In this case, multiple parties were involved in the scheme. Rashwan conspired with Walker, Hancock, and Hajez to defraud the United States government and obtain immigration benefits to which he was not entitled. Hajez conspired with Rashwan to procure a sham marriage by seeking out a woman who would be willing to wed Rashwan for monetary payment. Walker agreed to enter into a marriage with Rashwan to fool the INS and, together with Rashwan, made false statements to the INS. Hancock pretended to be Rashwan's wife on several occasions in furtherance of the conspiracy and also threatened Walker when Walker did not want to continue with the scheme. Rashwan's friends pressured Walker to go to the INS with him when Walker wished to abandon the plan. And the consequences of these actions fell not on the actors themselves, but instead on the government that they were attempting to defraud. This marriage fraud scheme is thus dissimilar to classic Wharton's Rule crimes and the Rule cannot bar a conspiracy conviction.

### Given entries

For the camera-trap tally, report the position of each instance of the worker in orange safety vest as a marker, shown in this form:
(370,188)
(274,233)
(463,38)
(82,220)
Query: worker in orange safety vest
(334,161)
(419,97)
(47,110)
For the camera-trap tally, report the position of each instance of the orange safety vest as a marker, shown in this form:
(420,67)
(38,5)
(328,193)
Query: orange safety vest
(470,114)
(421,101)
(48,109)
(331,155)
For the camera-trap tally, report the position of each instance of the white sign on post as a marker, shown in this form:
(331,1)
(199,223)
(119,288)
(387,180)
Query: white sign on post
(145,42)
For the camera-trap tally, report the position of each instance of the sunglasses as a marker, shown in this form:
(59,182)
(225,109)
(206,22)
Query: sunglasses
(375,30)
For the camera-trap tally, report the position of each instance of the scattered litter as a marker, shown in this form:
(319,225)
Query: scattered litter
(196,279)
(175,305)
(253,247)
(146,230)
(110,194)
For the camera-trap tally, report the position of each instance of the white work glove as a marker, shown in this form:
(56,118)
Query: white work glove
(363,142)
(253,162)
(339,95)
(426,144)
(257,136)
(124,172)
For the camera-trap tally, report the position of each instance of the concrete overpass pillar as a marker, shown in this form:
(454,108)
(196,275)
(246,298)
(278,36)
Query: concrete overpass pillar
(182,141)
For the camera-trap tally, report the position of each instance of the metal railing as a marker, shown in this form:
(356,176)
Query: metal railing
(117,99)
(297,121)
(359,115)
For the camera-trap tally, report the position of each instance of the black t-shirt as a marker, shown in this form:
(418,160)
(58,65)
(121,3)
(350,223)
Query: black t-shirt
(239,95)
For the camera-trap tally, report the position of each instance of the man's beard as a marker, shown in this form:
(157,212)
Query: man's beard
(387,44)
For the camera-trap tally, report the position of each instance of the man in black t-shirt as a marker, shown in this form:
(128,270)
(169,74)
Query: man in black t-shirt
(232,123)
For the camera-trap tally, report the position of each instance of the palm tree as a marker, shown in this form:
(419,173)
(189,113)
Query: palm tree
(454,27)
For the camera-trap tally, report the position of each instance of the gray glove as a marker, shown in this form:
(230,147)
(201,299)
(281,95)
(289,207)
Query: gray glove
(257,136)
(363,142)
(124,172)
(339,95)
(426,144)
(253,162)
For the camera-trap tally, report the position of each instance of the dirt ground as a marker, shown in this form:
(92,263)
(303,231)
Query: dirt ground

### Directions
[a] List every person named in the passage on the marriage fraud scheme as a party to that scheme.
[b] Reproduce the listing word for word, starting with the line containing "of the concrete" and going on through the end of the listing.
The listing is unrelated to the passage.

### Expected answers
[a] Rashwan, Walker, Hancock, Hajez

[b]
For the camera-trap tally, report the position of each instance of the concrete overpass pillar as a marker, shown in this form:
(454,108)
(196,275)
(246,298)
(278,36)
Query: concrete overpass pillar
(182,141)
For the camera-trap tally, report the position of each instance of the metal railing as a marker, shown in this form:
(356,176)
Query: metal railing
(117,99)
(297,121)
(359,115)
For the camera-trap tally, report the position of each instance of the black t-shirt as a marker, shown in this form:
(418,160)
(58,65)
(121,3)
(350,223)
Query: black t-shirt
(239,95)
For the camera-trap tally, report the position of each instance of the man's beard as a marker, shown in this form:
(157,212)
Query: man's beard
(387,44)
For the camera-trap tally, report the position of each instance of the man in black t-shirt as a marker, shown in this form:
(128,270)
(169,74)
Query: man in black t-shirt
(232,123)
For the camera-trap tally, report the position of each instance of the palm tree as a marker, shown in this form:
(419,173)
(189,113)
Query: palm tree
(454,27)
For the camera-trap tally, report the position of each instance of the gray glove as a marker, shown in this form:
(230,147)
(201,299)
(281,95)
(289,207)
Query: gray glove
(257,136)
(363,142)
(124,172)
(339,95)
(426,144)
(253,162)
For the camera-trap tally, report the position of each instance of the dirt ground as a marker, shown in this form:
(92,263)
(303,231)
Query: dirt ground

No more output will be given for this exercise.